▸ **READING TEXT**:

Articles in PC Week from Jon Bosak on 1997-05-04 (w3c-sgml-wg@w3.org from May 1997)

From: Jon Bosak <bosak@atlantic-83.Eng.Sun.COM>
Date: Sun, 4 May 1997 10:56:45 -0700
To: w3c-sgml-wg@w3.org
Message-Id: <199705041756.KAA08854@boethius.eng.sun.com>
Here are a couple of articles that ought to wash out the bad taste of
that clueless Dvorak piece.

Jon

========================================================================

   XML will take the Web to the next level.
   
   PC Week, April 28, 1997 v14 n17 p46(1)
   
   Author
          
   Sullivan, Eamonn
          
   Summary
   
   The new Extensible Markup Language (XML) attempts to overcome the
   limitations of HTML by providing the flexibility needed to deploy more
   sophisticated documents and exchange very complex data over the Web.
   XML is a simplified version of Standard Generalized Markup Language
   (SGML), a 'metalanguage' that can describe other markup languages such
   as HTML. SGML could theoretically be used for Web browsers because its
   Document Type Descriptions (DTD) make it very extensible, but its
   complexity would add too much overhead to everyday Web software and
   DTDs are difficult to write. XML is a compromise between HTML's
   simplicity and SGML's power. It creates simplified DTDs and lets
   authors create new tags, some of them very complex, at will. The new
   language is fully SGML-compatible and can be read by advanced
   document-management software, although it cannot read all SGML
   documents. XML adds bidirectional hypertext and other features
   currently missing from the Web.
   
   Full Text
   
   Labs explores enabling technologies of next-generation markup language
   
   Many companies have jumped wholeheartedly into the Web, only to find
   that deploying a large Web site is as complex as developing a large
   application--and that HTML is not up to the task. It's akin to trying
   to develop an operating system in BASIC.
   
   The Extensible Markup Language, or XML, is the World Wide Web
   Consortium's answer to the limitations of HTML. It is an extremely
   flexible language that will enable organizations to deploy more
   sophisticated documents and exchange complex data via the Web.

▸ **RECORDS**:
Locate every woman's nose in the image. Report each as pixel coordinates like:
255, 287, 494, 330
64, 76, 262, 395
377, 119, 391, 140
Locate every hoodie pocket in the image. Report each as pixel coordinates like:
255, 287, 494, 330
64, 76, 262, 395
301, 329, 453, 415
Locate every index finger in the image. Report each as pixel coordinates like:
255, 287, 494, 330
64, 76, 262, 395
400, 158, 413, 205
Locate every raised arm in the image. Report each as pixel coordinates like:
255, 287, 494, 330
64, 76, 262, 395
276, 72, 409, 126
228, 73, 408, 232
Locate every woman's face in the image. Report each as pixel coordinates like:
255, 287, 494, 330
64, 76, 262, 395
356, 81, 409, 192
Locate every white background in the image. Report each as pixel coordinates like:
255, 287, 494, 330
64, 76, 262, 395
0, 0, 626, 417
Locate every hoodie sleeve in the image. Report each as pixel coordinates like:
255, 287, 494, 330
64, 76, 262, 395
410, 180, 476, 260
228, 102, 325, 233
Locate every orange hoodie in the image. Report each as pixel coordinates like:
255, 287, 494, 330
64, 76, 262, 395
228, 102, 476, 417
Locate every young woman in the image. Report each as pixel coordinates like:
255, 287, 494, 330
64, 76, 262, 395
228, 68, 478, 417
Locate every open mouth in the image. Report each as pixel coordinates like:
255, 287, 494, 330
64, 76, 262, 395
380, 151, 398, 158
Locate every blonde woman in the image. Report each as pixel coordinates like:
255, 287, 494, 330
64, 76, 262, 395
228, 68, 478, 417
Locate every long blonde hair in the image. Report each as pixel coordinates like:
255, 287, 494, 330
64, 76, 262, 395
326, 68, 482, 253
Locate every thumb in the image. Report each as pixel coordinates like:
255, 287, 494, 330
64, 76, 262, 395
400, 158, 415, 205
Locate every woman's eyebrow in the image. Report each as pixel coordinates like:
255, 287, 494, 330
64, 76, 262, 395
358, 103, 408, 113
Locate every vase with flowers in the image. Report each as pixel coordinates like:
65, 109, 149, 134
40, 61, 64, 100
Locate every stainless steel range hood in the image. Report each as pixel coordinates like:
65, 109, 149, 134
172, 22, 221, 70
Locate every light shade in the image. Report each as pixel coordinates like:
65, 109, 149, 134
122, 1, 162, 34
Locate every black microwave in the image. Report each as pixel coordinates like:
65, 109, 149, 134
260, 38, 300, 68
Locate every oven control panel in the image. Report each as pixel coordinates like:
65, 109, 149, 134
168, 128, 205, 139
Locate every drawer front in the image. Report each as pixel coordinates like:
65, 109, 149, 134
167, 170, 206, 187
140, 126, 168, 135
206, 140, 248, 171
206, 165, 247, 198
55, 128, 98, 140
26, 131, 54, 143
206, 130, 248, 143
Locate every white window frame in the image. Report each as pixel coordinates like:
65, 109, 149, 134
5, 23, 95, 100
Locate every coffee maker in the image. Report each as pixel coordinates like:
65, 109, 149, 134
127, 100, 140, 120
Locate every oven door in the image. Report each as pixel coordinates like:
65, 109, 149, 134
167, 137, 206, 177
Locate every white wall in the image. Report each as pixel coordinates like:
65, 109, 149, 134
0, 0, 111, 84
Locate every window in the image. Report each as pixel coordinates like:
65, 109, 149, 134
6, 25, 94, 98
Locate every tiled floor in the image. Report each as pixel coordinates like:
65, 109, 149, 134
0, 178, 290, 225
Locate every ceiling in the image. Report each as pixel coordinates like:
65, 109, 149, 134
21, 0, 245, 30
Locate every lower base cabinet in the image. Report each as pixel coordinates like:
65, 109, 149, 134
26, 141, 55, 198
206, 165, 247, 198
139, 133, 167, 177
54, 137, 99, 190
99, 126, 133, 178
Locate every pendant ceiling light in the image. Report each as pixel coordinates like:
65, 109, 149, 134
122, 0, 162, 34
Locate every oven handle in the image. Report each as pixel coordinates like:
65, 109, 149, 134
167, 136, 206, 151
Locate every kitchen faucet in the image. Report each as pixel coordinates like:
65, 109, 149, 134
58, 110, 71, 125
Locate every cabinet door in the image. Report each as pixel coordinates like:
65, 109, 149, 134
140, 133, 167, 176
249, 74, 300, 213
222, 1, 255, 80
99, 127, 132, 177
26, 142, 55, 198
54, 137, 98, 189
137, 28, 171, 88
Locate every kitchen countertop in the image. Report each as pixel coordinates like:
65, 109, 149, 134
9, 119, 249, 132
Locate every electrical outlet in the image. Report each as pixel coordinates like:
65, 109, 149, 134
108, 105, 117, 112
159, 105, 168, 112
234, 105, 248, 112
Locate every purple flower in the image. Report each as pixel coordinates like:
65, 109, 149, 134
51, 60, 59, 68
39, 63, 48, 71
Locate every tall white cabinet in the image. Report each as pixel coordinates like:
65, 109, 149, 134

▸ **DIRECTIONS FOR THIS TASK**: Transcribe everything in the XML mailing-list post above from "Sullivan, Eamonn" down to "over the Web.".

▸ **EXERCISE OUTPUT**:
Sullivan, Eamonn
          
   Summary
   
   The new Extensible Markup Language (XML) attempts to overcome the
   limitations of HTML by providing the flexibility needed to deploy more
   sophisticated documents and exchange very complex data over the Web.